(Stored data entries)
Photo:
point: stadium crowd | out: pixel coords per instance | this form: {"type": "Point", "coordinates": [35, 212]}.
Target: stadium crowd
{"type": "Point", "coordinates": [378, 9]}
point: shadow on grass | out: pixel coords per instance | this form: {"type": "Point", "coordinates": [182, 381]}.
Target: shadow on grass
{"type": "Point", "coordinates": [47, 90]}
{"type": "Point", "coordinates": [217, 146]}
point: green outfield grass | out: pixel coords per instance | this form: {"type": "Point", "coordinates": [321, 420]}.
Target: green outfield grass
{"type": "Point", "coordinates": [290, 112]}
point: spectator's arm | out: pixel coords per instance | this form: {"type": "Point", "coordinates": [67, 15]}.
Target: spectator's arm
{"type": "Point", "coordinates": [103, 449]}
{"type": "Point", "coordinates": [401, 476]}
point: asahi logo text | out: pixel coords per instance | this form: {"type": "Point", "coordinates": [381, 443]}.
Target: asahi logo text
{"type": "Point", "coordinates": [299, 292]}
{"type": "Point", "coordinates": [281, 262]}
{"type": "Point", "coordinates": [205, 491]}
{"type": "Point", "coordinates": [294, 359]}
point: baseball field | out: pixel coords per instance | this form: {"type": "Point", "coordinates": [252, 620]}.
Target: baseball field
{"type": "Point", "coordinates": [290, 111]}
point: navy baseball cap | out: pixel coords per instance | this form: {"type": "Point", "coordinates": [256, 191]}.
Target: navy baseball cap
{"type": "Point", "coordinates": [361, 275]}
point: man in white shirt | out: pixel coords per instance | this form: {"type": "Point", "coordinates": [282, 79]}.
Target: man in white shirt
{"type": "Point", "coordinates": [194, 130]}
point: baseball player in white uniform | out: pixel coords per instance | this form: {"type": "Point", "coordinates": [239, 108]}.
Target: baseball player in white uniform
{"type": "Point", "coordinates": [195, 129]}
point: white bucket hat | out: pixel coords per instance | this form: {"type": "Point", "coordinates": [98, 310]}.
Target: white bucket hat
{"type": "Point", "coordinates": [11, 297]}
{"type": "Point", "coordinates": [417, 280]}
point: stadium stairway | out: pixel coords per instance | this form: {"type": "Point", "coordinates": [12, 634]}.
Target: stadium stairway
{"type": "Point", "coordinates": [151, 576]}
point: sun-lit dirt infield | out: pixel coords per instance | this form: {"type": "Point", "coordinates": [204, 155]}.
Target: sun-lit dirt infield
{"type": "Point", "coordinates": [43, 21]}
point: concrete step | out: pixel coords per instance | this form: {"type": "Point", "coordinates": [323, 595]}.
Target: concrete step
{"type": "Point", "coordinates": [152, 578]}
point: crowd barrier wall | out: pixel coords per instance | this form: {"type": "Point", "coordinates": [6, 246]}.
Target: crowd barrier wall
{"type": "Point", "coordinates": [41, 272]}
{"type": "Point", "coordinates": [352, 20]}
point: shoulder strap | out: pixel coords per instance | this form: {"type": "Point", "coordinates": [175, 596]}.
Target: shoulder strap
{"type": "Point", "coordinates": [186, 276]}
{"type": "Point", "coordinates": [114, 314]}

> **What to work on**
Present all of the data above as a numbered list, one line per item, with blank lines dropped.

> **Task response**
1. Photo:
2. point: stadium crowd | out: pixel coords per instance | this form: {"type": "Point", "coordinates": [35, 212]}.
3. Target: stadium crowd
4. {"type": "Point", "coordinates": [378, 9]}
5. point: shadow on grass | out: pixel coords per instance | this form: {"type": "Point", "coordinates": [182, 381]}.
6. Target: shadow on grass
7. {"type": "Point", "coordinates": [47, 90]}
8. {"type": "Point", "coordinates": [217, 146]}
9. point: green outfield grass | out: pixel coords per instance | this form: {"type": "Point", "coordinates": [321, 420]}.
10. Target: green outfield grass
11. {"type": "Point", "coordinates": [290, 112]}
12. point: spectator's arm | out: pixel coords per instance | this form: {"type": "Point", "coordinates": [67, 15]}.
13. Target: spectator's arm
14. {"type": "Point", "coordinates": [103, 449]}
15. {"type": "Point", "coordinates": [401, 476]}
16. point: asahi logo text | out: pixel coords per instance | this form: {"type": "Point", "coordinates": [381, 443]}.
17. Target: asahi logo text
18. {"type": "Point", "coordinates": [299, 292]}
19. {"type": "Point", "coordinates": [281, 262]}
20. {"type": "Point", "coordinates": [205, 491]}
21. {"type": "Point", "coordinates": [294, 359]}
22. point: baseball field | out: pixel coords per instance | this form: {"type": "Point", "coordinates": [252, 620]}.
23. Target: baseball field
24. {"type": "Point", "coordinates": [290, 111]}
25. point: navy baseball cap | out: pixel coords per instance | this form: {"type": "Point", "coordinates": [256, 191]}.
26. Target: navy baseball cap
27. {"type": "Point", "coordinates": [361, 275]}
28. point: man in white shirt | out: pixel coords per instance | this form: {"type": "Point", "coordinates": [282, 79]}.
29. Target: man in white shirt
30. {"type": "Point", "coordinates": [194, 130]}
31. point: baseball player in white uniform | out: pixel coords per instance | this form: {"type": "Point", "coordinates": [239, 108]}.
32. Target: baseball player in white uniform
33. {"type": "Point", "coordinates": [195, 129]}
34. point: white bucket hat | out: pixel coords per instance | this form: {"type": "Point", "coordinates": [98, 310]}.
35. Target: white bucket hat
36. {"type": "Point", "coordinates": [11, 297]}
37. {"type": "Point", "coordinates": [417, 280]}
38. point: stadium stairway | out: pixel coords per instance | this form: {"type": "Point", "coordinates": [12, 634]}.
39. Target: stadium stairway
40. {"type": "Point", "coordinates": [151, 576]}
41. point: sun-lit dirt infield | out: pixel coords per instance | this form: {"type": "Point", "coordinates": [204, 155]}.
42. Target: sun-lit dirt infield
43. {"type": "Point", "coordinates": [43, 21]}
44. point: concrete step | out: pixel coords per instance | this form: {"type": "Point", "coordinates": [323, 595]}.
45. Target: concrete step
46. {"type": "Point", "coordinates": [152, 578]}
47. point: crowd barrier wall | out: pixel coords per instance | this form: {"type": "Point", "coordinates": [6, 246]}.
48. Target: crowd barrier wall
49. {"type": "Point", "coordinates": [41, 272]}
50. {"type": "Point", "coordinates": [352, 20]}
51. point: shoulder strap | out: pixel coords per instance | this form: {"type": "Point", "coordinates": [175, 596]}.
52. Target: shoulder strap
53. {"type": "Point", "coordinates": [186, 276]}
54. {"type": "Point", "coordinates": [114, 314]}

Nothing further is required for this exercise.